WHAT IS ASKED:
a - Decide whether each statement agrees with the MG project log below, answering yes or no and quoting the deciding words from the MG project log: (i) The C clip groove on the original Moser axles was too large in diameter. (ii) The donor car is a 1999 Z28. (iii) The 1969 GT was delivered with its engine.
b - Output the passage of the MG project log below from "I also learned" to "to suffer, really.", unchanged.

Slow Car Fast
THE MG
July 25, 2009 - Janel and I took a bit of a break and headed off on a trip for a while.
Three weeks away is great for clearing the head. Plus, it meant that there were a new set of Moser axles waiting for me upon my return.
But I have a problem. Part of the error in the original Moser axles was a C clip groove that was 0.025" too large in diameter. So I had to tap the clips into place. If I had more experience with these sorts of axles, that should have been a danger sign. The result is that I simply can't get the clip off one of the axles. It's the side with the ring gear, which is blocking my access somewhat.
I've been fighting this for a while. Right now, it looks as if the best option will be destructive removal of the clip, and the best suggestion I've heard for that is freezing with liquid nitrogen and then employing a short, sharp shock with a chisel. Cutting doesn't look plausible due to access problems. I'll cut the axle in half if I have to, but I have to figure out how to get in there to do the cutting.
The good news is that the only part of this whole assembly I really need to keep is the housing. If I have to cut the differential apart, so be it.
I also learned yesterday that Z28 Camaros have a Torsen differential. Excellent. No, wait, that's 1999-02 Z28s. Our donor is a 1998. I think that means we have a Positraction. I'm trying to learn more about that now.
entry 193 - tags: rear axle
July 26, 2009 - I win!
I always win. It's just a matter of how much the car has to suffer, really.
I asked the creative minds on the Grassroots Motorsports forum for suggestions. While I initially homed in on the liquid nitrogen option, one comment stuck with me. Drill a hole for a screw and pull it out. But if I can drill a hole for a screw, what if I drill a larger hole and cut the C clip in half?
I didn't quite manage to break it in half, but I weakened it enough that I was able to spread the clip apart and remove it. Voila, the axle has gained its freedom!
Unfortunately, that's liable to be the end of any work on the MG for some time. I'm working on a new book and it's late. Very late. My editor has run out of smiles, so all my free time for the next few months will be spent putting words together. The MG will resume once I have also gained my freedom.
entry 194 - tags: rear axle
August 18, 2009 - We have a new car!
In part exchange for some work I did on an MG Midget a few months back, this 1969 GT got dropped off. It's a parts car with no engine or brakes, and I was expecting a real wreck. It's actually not all that bad! A few bubbles on the sills, as one might expect, but no gaping holes. The paint looks as if it may have been applied with a brush, but at least someone took the trim off first. The grille is pretty good, bumpers are solid, the dash looks good - overall, it's salvagable. I even have a title.

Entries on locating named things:

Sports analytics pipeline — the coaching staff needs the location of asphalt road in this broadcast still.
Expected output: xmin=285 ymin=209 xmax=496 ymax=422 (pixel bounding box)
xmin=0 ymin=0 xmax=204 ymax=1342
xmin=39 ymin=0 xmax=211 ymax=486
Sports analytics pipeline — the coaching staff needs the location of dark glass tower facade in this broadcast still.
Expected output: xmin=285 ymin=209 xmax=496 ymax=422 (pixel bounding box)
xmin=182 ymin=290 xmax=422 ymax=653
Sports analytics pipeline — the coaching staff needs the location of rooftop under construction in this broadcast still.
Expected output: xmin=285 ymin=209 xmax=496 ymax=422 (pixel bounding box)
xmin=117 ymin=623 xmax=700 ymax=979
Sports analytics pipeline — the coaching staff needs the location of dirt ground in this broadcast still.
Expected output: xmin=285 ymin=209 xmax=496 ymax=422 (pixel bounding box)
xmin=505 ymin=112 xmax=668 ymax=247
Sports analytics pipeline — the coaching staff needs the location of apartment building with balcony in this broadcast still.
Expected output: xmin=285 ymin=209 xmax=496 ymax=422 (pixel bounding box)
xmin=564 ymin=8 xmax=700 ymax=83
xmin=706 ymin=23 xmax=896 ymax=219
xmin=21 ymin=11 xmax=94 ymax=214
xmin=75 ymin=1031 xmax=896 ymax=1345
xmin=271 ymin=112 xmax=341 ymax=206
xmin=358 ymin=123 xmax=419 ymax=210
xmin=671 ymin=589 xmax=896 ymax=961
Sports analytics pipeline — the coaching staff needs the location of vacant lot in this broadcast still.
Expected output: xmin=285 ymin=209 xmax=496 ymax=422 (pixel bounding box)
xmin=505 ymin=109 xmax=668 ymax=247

IN RESPONSE:
a -
(i) Yes: "a C clip groove that was 0.025" too large in diameter"
(ii) No: "Our donor is a 1998."
(iii) No: "It's a parts car with no engine or brakes"

b -
I also learned yesterday that Z28 Camaros have a Torsen differential. Excellent. No, wait, that's 1999-02 Z28s. Our donor is a 1998. I think that means we have a Positraction. I'm trying to learn more about that now.
entry 193 - tags: rear axle
July 26, 2009 - I win!
I always win. It's just a matter of how much the car has to suffer, really.